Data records
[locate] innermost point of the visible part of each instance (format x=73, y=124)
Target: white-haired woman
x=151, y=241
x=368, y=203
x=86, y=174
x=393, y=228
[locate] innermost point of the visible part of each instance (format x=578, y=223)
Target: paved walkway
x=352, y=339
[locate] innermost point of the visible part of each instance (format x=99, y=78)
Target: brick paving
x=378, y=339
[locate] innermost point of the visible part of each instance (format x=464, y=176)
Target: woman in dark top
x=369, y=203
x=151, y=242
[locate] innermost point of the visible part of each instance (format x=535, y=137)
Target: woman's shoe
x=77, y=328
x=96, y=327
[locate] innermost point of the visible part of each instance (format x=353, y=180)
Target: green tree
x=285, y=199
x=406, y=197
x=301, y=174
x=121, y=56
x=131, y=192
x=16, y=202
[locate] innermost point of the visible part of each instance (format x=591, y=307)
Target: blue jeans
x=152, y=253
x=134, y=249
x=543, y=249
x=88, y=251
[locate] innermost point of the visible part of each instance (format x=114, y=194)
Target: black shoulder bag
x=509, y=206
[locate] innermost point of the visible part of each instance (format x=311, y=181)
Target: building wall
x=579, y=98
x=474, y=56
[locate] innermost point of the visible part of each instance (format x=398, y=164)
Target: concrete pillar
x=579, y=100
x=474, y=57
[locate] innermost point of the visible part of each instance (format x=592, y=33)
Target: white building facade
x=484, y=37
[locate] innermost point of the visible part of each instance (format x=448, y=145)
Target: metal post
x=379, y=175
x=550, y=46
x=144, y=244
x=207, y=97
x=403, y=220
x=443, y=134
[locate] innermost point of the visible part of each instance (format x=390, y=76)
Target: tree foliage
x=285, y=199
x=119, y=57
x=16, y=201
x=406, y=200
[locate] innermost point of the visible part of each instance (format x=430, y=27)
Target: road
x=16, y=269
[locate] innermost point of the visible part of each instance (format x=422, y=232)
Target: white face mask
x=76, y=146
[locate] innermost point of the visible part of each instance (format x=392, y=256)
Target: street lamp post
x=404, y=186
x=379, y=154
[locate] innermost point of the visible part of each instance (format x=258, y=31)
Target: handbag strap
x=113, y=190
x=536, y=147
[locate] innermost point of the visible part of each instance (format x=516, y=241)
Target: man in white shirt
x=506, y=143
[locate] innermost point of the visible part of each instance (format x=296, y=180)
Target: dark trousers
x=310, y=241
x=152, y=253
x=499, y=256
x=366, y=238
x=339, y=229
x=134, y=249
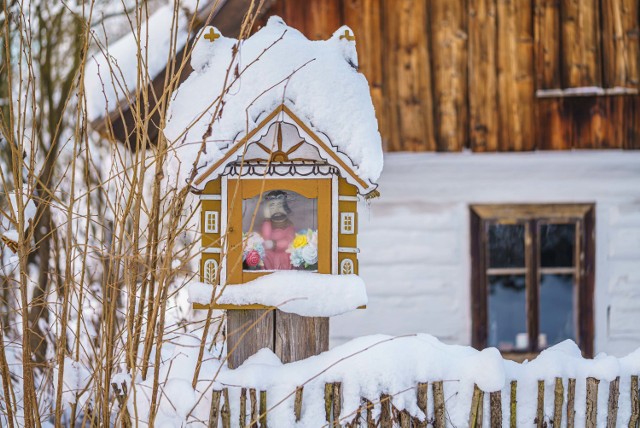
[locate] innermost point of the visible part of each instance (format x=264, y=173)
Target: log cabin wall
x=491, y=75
...
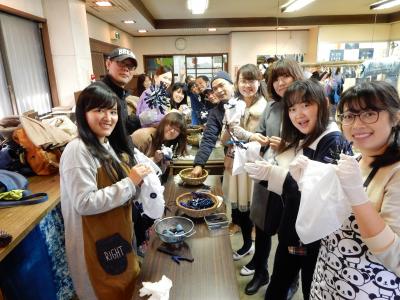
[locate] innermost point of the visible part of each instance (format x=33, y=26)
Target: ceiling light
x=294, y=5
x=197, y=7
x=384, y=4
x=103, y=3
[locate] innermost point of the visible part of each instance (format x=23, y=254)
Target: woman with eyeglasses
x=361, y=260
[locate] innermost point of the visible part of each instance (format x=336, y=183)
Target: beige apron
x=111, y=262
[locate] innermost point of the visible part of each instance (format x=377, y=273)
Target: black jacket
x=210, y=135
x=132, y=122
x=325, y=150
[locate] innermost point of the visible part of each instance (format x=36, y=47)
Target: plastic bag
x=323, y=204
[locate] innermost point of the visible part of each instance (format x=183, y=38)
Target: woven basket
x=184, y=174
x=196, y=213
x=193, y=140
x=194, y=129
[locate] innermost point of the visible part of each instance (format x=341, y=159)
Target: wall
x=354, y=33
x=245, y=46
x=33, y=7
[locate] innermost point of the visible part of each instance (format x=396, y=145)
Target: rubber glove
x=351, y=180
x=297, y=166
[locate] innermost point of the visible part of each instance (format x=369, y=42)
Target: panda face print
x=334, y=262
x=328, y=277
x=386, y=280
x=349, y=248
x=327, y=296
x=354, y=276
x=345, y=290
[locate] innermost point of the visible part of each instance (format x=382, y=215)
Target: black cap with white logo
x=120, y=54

Instructions for the task. Rewrite the records from the line with "(format x=592, y=33)" up to and including the line with "x=443, y=134", switching "metal post" to "steel pole" and leaving everything else the same.

Answer for the task.
[locate] innermost point of the visible part of each instance (format x=592, y=33)
Target: white building facade
x=484, y=37
[locate] innermost point of the visible part of each instance (format x=448, y=145)
Target: steel pole
x=379, y=175
x=550, y=46
x=144, y=244
x=207, y=97
x=403, y=220
x=443, y=134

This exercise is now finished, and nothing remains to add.